_Что нужно сделать:_
1. Ответьте на вопросы по отрывку о циркизации театра:
(a) Кто строил новый театр на масках?
(b) Из каких номеров состоит представление в мюзик-холле?
(c) Чье влияние на свое творчество не раз упоминал Григорий Козинцев?
2. Определите, согласуются ли утверждения с отрывком о циркизации театра, и подтвердите каждый ответ точной цитатой:
(a) Циркизация театра была попыткой приблизить театральное искусство к новому массовому зрителю.
(b) Мюзик-холл начал восхвалять красоту города и машин только после появления футуризма.
(c) Цирк и театр различались прежде всего набором приемов.
3. Продолжите, пожалуйста, отрывок о циркизации театра в опытах ФЭКСов, начав сразу после его последнего предложения.

_Приведенный отрывок:_
▼
«ТЕАТРАЛЬНЫЕ ОПЫТЫ ФЭКСОВ: ЦИРКИЗАЦИЯ». ЧАСТЬ 3

Екатерина Муругова

Из третьей части исследования выпускницы театроведческого факультета (курс Алексея Бартошевича и Видаса Силюнаса) Екатерины Муруговой вы узнаете о спектакле «Женитьба» и цирковых элементах в театральных опытах ФЭКСов. 

Я хочу более подробно остановиться на цирковом элементе в театральных опытах ФЭКСов. А точнее – на циркизации театра, так динамично воплощенной в жизнь, в частности, и эксцентриками. Это была попытка приблизить театральное искусство к новому массовому зрителю. Попытка совершить прыжок от элитарности к массовости. Цирк стал театром. Разница была лишь в эмоциональном восприятии.

Удерживала в театральных границах маска актера. Каждый исполнитель имел свои особенности, свои качества, спектакль должен был лишь сцеплять вариативность шуток, трюков и приемов; на масках новый театр строил Николай Фореггер. А сцеплению помогал монтаж, позже активно применяемый в фильмах ФЭКСов. Григорий Козинцев не раз упоминал о колоссальном влиянии Сергея Эйзенштейна на его творчество. Он прежде всего воспринимался как новый инструмент организации динамики и ритма спектакля. Монтаж был продиктован и мюзик-холлом: в мюзик-холле представление состоит из ряда музыкальных, балетных и цирковых номеров. Это сжатость речи, код и дельные точные слова, быстрота темпа, разнообразие и быстрота ощущений, действие, доведенное до преувеличенного правдоподобия. Мюзик-холл задолго до футуризма восхвалял красоту города и машин. Он выдвигал на первый план механизацию, порядок и точность в сценическом действии. Старый мюзик-холл умирал, но рождался новый; его задача заключалась в приучении зрителей к новым темпам, словам, навыкам и способу мышления.
▲
_Предоставленный материал:_
▼
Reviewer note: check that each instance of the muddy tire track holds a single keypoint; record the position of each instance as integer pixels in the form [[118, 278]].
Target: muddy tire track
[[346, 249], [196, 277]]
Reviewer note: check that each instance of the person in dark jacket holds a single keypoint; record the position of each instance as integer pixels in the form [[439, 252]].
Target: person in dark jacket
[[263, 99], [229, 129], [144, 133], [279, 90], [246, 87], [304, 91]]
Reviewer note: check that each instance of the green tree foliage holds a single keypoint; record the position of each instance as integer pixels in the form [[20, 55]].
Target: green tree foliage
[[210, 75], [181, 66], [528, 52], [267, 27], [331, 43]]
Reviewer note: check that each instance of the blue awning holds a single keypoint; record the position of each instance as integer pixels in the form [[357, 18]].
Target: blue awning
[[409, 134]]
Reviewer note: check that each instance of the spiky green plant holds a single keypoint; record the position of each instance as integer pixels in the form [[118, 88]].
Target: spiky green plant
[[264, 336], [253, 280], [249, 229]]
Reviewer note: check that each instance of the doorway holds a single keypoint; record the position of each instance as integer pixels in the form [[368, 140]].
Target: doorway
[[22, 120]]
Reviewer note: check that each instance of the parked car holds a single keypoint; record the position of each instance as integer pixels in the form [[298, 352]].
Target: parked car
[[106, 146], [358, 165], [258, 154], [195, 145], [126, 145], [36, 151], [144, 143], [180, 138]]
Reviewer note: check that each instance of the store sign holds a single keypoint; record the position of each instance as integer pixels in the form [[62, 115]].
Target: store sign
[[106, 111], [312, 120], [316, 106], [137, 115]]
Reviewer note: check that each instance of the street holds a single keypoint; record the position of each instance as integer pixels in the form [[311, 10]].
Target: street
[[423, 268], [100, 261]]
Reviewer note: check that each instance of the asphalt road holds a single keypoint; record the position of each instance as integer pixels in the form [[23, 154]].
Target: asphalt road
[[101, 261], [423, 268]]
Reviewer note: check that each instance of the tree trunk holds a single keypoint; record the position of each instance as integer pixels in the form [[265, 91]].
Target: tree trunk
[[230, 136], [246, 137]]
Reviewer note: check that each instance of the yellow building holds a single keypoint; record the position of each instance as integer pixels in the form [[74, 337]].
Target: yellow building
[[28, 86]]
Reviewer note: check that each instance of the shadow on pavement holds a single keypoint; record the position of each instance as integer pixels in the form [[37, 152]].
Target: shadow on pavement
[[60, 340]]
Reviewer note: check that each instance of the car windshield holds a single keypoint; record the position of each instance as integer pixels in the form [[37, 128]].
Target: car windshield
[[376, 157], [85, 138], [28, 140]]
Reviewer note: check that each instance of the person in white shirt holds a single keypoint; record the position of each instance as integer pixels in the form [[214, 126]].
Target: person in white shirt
▲
_Ответы по заданиям:_
1.
(a) Николай Фореггер.
(b) Из ряда музыкальных, балетных и цирковых номеров.
(c) Влияние Сергея Эйзенштейна.

2.
(a) Да: «Это была попытка приблизить театральное искусство к новому массовому зрителю».
(b) Нет: «Мюзик-холл задолго до футуризма восхвалял красоту города и машин».
(c) Нет: «Разница была лишь в эмоциональном восприятии».

3.
«Еще в Киеве, гуляя по тихим провинциальным улочкам, мы восхищались динамикой урбанизма и поэзией мюзик-холла. Ни больших городов, ни мюзик-холла никто из нас не видел. Но черты, выражавшие, как тогда казалось, самый дух современности, были ясны: энергия, лаконичность, резкость контрастов, крутость ритма. Все это уже существовало в живописи и поэзии. Пришла пора театра» (Козинцев Гр. Глубокий экран. Собрание сочинений в 5 томах, Т.1, 1982. Стр. 45).

1922 год. «Женитьба».

Трюк в 3 актах. Совершенно невероятные похождения эксцентрика Сержа. Спектакль должен был начаться в семь часов вечера. «А мы в четверть восьмого только стали готовить второй акт, когда уже собрался полный зал» (Козинцев Гр. Глубокий экран. Собрание сочинений в 5 томах, Т.1, 1982. Стр. 57).

На фото — спектакль Григория Козинцева «Женитьба», 1929 / открытые источники

Еще во время работы у Константина Марджанова Козинцев задумывал постановку гоголевской «Женитьбы». «Эскизы сохранились: в костюмах и гримах – буффонное преувеличение; ко всему примешано что-то балаганное. Марджанов не ругал меня за рисунки, ведь и у Гоголя Подколесин не уходит в дверь, а прыгает в окошко; да и слова Яичницы или Жевакина трудно принять за бытовые».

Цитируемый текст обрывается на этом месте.